Annotated coordinate records
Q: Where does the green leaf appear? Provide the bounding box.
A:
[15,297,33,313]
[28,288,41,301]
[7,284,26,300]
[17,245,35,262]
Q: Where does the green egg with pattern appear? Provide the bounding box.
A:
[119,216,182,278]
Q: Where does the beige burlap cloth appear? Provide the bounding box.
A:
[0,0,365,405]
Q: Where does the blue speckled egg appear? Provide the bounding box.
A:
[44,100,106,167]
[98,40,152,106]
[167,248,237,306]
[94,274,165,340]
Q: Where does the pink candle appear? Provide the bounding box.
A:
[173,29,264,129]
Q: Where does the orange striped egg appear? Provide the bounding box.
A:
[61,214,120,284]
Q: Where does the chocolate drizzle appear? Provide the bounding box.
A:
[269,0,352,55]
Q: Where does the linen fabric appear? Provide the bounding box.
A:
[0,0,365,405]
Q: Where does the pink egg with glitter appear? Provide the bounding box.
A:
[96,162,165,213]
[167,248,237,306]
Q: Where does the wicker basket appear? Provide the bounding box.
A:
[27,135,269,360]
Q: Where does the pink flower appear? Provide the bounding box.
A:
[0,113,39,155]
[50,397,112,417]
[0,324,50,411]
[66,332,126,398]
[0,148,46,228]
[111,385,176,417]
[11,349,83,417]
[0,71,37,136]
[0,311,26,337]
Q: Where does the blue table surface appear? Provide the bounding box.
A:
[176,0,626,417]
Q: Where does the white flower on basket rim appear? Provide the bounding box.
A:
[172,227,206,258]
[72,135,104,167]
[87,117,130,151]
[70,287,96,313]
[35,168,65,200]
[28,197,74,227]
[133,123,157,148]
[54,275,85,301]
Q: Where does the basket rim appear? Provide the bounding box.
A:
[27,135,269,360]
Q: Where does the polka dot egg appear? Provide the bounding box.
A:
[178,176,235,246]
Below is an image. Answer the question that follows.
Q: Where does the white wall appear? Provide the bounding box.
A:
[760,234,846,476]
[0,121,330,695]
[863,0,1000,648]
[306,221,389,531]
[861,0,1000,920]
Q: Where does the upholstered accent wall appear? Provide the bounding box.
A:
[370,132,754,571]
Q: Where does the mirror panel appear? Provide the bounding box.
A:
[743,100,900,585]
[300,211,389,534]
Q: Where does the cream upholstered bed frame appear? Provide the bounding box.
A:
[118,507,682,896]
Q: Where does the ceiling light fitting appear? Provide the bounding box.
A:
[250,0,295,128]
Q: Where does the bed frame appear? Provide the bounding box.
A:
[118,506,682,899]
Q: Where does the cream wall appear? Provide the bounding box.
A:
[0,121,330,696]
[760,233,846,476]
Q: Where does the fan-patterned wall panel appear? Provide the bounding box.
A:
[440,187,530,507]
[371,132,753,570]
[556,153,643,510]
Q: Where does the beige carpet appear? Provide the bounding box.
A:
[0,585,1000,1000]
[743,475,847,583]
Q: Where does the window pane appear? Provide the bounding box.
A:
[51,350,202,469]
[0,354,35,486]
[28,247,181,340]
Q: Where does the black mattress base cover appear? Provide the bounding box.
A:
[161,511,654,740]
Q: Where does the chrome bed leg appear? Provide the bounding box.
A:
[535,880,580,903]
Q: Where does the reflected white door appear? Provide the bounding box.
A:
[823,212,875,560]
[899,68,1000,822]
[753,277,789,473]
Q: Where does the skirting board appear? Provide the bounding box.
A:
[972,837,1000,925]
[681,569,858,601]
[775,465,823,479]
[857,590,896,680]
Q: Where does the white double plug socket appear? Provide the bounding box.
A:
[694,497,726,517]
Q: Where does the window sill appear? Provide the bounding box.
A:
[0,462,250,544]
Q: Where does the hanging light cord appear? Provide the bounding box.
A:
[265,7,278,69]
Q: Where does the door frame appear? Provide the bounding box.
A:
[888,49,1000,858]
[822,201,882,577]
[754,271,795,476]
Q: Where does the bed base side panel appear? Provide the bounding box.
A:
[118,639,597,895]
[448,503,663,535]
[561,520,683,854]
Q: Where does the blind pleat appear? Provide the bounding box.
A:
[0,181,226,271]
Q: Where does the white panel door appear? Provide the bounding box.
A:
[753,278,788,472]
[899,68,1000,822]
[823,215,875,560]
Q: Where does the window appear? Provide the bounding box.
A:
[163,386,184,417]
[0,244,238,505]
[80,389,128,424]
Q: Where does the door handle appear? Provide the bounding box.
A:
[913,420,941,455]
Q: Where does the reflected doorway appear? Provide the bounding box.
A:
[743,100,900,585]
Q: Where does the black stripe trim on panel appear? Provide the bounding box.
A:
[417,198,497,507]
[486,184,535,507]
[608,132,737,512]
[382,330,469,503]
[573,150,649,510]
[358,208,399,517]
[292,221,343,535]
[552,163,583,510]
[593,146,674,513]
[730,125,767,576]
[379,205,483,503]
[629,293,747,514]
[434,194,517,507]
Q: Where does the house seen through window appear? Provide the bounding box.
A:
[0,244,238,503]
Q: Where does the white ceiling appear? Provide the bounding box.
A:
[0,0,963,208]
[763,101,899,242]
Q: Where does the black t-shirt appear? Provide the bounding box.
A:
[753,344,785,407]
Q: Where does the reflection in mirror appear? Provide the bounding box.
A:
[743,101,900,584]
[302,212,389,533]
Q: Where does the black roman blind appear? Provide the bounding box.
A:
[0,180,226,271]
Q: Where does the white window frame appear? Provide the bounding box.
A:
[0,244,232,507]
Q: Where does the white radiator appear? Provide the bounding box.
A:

Directions for this task:
Retype the material word for word, starting with the line that contains "Q: Where does the black t-shirt" and continuing through the end of the material.

Problem solution:
Q: Where does the black t-shirt appear? Provide the bounding box.
A:
[753,344,785,407]
Q: Where does the reflection in mirror appear? Provide the bounding box.
A:
[743,101,900,584]
[302,212,389,533]
Q: Where does the black roman blind appear? Provide the bounding box.
A:
[0,180,226,271]
Q: Where does the white window frame appear? Provide the bounding box.
A:
[0,244,232,507]
Q: Where does the white radiator appear? Provide the bounding box.
A:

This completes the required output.